_Selected passage_:
+ + + + + + +
Film Review: X-Men
Comic book-based movies have, with some notable exceptions, been disastrous. Did anyone even see 'Spawn'? 'Blade' was an ultra-violent mish-mash of martial arts and vampirism. The less said about the execrable 'The Phantom' the better. However, Richard Donner's pioneering Superman provided lots of cheesy fun and a typically brilliant turn from Gene Hackman as arch-nemesis Lex Luthor. But probably the most brilliant and faithful adaptation of a comic book world was Tim Burton's troubled Batman in a gothic Gotham City.
And then there are the movies that just feel like a comic book adaptation. The best example, and a CLUAS favourite, was last year's brilliant The Matrix.
Bryan Singer was Hollywood's bright young thing after 'The Usual Suspects', though he stumbled somewhat with 1998's 'Apt Pupil'. In the hype leading up to the release of X-Men, the fact that Singer revealed he was a childhood fan of the comic was heartening. Would he be able to translate the conflicting personalities and indulge the fan and the audience members unfamiliar with his fantasy? The answer, thankfully, is a resounding 'yes'. Singer has managed to attract some pretty heavy-weight acting talent too. Patrick Stewart leads the way as the telepathic Charles Xavier and Sir Ian McKellan as arch-enemy, Magneto, add gravitas to the central issue of the film - how the ostracizing of mutants from society by mobs whipped up by ambitious politicians.
+ + + + + + +
_Material provided_:
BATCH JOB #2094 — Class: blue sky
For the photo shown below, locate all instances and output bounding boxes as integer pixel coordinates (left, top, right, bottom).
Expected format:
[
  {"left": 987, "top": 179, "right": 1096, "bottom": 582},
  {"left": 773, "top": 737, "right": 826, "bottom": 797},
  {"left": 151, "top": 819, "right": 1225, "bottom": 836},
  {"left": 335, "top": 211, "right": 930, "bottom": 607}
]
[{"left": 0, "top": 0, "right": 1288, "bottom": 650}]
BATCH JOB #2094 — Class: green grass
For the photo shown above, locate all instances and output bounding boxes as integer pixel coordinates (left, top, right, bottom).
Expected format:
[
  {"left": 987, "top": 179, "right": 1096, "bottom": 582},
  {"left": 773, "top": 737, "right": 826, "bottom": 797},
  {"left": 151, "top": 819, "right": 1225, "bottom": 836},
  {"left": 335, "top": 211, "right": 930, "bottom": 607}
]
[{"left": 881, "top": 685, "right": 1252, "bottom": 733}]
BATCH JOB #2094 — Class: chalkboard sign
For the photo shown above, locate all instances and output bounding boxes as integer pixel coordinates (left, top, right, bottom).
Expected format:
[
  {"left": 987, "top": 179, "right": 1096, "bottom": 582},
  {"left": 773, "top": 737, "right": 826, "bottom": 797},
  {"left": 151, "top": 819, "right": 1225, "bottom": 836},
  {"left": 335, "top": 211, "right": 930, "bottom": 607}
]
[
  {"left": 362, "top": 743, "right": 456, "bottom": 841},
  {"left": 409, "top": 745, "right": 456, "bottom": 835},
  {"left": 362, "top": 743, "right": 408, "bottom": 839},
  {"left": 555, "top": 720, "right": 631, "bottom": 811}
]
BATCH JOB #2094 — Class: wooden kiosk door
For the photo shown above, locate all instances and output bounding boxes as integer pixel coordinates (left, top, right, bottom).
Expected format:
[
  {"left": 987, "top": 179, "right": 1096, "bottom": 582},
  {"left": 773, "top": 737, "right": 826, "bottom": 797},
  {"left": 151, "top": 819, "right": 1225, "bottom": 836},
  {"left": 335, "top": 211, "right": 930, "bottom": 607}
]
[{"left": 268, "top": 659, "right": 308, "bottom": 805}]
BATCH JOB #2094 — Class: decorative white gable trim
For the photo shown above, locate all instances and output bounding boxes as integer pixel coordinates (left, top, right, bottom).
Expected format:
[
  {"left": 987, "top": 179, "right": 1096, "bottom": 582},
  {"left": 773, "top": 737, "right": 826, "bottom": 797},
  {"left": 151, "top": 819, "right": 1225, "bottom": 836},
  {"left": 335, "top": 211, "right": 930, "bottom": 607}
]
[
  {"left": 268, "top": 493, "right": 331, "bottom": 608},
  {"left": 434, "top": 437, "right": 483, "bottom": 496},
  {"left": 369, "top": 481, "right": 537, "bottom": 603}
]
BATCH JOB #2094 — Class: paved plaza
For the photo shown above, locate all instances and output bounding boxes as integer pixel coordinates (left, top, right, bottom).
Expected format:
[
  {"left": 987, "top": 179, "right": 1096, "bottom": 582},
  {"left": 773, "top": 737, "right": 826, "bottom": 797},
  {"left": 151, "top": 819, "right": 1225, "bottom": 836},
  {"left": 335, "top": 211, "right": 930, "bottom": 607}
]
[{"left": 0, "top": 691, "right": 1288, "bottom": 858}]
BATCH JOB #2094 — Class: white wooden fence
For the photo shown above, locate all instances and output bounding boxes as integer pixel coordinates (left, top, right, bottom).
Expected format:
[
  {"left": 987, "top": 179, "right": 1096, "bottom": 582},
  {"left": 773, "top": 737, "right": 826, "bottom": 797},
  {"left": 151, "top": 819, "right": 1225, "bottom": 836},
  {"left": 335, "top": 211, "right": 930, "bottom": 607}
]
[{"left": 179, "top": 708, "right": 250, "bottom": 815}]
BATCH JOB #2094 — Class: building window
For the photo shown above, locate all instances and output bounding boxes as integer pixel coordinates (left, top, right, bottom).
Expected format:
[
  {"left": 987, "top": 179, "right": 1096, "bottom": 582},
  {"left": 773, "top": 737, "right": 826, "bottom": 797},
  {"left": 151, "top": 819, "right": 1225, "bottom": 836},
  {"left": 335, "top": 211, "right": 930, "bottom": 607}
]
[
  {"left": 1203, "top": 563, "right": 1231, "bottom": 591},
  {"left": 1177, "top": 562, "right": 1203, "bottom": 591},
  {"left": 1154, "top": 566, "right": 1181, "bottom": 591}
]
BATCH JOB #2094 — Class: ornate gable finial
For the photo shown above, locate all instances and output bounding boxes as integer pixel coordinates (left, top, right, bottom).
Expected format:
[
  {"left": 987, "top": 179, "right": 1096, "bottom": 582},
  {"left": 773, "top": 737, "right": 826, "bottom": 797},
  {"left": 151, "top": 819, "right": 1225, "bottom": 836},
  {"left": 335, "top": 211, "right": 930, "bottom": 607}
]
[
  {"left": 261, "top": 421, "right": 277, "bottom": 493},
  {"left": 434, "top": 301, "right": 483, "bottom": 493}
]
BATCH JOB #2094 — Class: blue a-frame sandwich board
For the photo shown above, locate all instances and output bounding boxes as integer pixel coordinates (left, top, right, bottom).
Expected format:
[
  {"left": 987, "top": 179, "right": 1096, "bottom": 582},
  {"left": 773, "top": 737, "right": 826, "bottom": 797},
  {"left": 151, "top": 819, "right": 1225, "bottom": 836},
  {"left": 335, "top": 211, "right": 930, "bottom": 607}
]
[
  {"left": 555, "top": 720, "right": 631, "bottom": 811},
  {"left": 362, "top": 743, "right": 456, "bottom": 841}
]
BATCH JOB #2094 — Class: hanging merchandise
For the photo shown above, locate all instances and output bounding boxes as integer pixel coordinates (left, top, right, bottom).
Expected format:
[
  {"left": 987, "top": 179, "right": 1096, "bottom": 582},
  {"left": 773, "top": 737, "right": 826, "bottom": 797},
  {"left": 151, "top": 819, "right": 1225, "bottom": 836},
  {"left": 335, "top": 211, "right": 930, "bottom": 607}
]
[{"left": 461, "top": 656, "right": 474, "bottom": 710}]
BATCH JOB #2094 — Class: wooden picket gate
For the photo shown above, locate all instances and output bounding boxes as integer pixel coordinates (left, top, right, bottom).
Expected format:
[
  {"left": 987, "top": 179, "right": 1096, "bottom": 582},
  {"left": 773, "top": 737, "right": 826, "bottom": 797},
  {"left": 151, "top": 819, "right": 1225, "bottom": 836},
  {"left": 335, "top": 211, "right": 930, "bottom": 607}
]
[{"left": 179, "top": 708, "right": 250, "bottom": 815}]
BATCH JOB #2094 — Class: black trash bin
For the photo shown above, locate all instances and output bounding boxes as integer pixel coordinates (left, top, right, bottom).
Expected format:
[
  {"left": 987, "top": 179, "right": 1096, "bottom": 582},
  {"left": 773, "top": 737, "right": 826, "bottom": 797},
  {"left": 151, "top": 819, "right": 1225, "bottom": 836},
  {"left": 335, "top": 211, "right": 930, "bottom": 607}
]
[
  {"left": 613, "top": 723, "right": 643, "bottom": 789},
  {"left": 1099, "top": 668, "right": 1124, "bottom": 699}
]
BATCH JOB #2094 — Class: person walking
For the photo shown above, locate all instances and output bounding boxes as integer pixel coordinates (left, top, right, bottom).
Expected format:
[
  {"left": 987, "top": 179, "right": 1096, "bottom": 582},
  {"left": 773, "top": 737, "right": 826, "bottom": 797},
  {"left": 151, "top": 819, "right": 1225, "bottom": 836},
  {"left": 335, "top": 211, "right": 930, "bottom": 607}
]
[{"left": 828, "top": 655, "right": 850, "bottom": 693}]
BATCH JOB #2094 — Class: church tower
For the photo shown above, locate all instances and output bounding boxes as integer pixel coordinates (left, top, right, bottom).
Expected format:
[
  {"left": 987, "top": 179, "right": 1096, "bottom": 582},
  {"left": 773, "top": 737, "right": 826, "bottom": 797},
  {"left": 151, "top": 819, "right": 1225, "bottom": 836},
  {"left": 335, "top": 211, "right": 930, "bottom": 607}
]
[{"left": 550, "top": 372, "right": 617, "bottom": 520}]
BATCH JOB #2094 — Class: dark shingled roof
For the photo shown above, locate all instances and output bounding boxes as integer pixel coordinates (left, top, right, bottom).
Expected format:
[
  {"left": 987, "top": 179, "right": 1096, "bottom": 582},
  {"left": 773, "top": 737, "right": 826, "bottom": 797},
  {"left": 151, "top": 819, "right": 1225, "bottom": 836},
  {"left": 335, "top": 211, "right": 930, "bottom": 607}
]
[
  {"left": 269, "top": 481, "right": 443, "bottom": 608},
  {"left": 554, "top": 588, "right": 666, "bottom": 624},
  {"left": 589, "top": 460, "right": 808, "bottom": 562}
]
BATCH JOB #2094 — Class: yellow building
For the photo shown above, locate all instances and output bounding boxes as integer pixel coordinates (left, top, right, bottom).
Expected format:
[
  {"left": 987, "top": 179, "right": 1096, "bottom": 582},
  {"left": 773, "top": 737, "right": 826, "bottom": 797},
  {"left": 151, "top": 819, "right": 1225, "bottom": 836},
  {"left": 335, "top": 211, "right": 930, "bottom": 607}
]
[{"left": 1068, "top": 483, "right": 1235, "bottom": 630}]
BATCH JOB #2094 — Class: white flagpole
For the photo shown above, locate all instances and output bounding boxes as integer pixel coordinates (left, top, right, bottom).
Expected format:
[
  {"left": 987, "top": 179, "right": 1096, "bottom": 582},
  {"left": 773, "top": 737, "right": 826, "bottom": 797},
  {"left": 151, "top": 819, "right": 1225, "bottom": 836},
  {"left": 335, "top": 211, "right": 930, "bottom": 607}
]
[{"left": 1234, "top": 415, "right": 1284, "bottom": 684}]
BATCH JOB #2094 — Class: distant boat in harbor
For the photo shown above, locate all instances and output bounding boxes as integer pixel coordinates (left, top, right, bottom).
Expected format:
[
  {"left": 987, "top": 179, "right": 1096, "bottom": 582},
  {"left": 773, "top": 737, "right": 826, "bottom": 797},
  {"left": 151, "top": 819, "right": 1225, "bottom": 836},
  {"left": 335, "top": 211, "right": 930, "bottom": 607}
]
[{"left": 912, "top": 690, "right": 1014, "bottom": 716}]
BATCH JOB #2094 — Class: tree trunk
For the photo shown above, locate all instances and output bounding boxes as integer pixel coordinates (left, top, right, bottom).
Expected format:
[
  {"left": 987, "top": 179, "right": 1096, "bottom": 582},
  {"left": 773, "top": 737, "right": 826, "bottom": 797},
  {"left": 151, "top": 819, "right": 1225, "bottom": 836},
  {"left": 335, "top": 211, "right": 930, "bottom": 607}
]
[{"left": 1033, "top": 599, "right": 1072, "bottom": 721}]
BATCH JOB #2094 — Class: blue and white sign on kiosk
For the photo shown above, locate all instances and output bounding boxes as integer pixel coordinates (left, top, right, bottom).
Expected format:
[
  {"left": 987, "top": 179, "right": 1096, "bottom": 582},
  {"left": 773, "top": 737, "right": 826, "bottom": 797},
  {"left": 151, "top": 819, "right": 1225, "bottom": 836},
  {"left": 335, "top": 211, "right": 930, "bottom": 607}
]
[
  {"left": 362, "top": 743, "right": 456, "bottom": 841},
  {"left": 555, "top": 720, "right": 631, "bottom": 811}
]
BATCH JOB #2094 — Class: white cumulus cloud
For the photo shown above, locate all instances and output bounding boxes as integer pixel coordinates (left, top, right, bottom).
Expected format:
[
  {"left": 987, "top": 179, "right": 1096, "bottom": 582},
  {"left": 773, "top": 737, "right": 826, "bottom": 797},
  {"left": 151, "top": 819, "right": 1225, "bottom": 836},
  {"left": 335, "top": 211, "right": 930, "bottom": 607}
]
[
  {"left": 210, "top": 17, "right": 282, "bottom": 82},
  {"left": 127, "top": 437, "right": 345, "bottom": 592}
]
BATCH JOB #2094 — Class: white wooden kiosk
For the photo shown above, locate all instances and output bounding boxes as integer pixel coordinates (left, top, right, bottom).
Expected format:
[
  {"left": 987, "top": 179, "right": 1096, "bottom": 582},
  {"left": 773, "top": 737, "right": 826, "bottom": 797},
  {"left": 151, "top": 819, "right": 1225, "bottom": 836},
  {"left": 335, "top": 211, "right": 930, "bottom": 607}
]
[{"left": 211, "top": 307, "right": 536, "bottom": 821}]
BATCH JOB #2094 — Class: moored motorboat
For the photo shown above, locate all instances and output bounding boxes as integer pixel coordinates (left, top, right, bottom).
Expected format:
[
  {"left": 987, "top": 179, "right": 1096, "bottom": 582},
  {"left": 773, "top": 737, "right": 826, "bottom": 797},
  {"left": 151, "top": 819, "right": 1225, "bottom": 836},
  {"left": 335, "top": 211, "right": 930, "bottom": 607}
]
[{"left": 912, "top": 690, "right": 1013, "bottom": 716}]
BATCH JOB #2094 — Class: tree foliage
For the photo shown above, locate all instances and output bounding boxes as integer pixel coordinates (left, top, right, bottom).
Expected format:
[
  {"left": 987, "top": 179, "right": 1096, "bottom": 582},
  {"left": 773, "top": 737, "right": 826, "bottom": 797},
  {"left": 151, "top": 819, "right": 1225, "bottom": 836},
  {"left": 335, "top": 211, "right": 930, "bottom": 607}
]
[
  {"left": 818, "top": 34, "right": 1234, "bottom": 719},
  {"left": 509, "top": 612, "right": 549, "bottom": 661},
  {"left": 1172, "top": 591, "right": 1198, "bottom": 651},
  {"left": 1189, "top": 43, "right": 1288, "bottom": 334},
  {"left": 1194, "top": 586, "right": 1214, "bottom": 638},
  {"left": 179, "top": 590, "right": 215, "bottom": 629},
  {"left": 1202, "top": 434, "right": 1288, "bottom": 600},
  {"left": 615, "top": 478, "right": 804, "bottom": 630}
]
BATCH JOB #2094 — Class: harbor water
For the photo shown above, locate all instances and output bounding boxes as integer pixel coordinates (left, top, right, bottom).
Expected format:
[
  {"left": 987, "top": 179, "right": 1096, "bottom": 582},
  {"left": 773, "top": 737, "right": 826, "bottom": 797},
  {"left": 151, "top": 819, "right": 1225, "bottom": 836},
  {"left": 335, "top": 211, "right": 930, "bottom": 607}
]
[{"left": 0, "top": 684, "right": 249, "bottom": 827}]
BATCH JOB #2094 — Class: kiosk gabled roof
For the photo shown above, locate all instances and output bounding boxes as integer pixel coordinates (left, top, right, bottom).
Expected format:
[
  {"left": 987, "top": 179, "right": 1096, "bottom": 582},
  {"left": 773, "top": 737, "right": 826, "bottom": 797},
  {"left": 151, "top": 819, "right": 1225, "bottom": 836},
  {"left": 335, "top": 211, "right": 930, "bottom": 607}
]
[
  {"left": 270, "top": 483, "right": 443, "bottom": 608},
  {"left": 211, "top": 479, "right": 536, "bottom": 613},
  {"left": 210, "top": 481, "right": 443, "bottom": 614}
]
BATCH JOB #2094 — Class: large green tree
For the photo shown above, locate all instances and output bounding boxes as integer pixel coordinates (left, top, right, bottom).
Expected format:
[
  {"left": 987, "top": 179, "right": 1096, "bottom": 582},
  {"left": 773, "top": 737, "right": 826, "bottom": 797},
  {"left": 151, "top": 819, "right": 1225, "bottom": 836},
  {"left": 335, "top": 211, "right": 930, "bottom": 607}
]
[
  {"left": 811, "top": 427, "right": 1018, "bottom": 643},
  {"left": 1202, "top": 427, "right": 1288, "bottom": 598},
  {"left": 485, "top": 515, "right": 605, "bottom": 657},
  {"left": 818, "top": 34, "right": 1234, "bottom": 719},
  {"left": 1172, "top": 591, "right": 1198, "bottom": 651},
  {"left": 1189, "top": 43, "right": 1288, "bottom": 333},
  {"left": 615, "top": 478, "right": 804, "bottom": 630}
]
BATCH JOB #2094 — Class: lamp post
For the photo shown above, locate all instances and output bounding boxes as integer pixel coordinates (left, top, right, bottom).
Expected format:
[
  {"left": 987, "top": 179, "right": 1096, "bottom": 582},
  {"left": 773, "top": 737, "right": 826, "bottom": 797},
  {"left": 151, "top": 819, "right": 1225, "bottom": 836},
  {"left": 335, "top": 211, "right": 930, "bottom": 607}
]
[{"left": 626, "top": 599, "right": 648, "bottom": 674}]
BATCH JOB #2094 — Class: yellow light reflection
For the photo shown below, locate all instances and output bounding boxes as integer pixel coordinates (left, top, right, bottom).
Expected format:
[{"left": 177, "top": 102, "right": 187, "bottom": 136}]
+ + + + + + +
_Assigned task_: Carry on the X-Men film review from the point where it stops. The records come from a different source than the review.

_Result_:
The story centers on two young mutants: Rogue (played by Anna Paquin) who drains the life-force from those unfortunate enough to touch her skin, and the aggressively emotional Wolverine (played by Hugh Jackman) with his great strength and indestructible metal skeleton. Like fellow Australian Russell Crowe, Jackman brings a strong masculinity to the role and a ferocious desire to burn up the screen in every scene he is in. It is a star-making turn. The two form a touching friendship but are accosted by Xavier's X-Men and brought to his school for children with "special talents" i.e. a school for mutants.
But McKellan's Magneto wants them too. What follows is an extremely exciting adventure with great action sequences, wonderful one-liners (specially for the older comic fan) and loads of sexual tension between Wolverine and the stunningly beautiful women in the X-Men (don't accuse me of being sexist, ok!). The movie is short, snappy and very faithful to the original intentions of the comic artists while the villains are suitably villainous. In fact Toad, one of Magneto's henchmen is played by Ray Park, previously seen as Darth Maul. Whereas I suppose, in hindsight, The Phantom Menace didn't bring out the kid in me, the X-Men is just so goddamn enjoyable that you just have to grin. And (I'm kicking my principles into touch here), I can't wait for the sequel.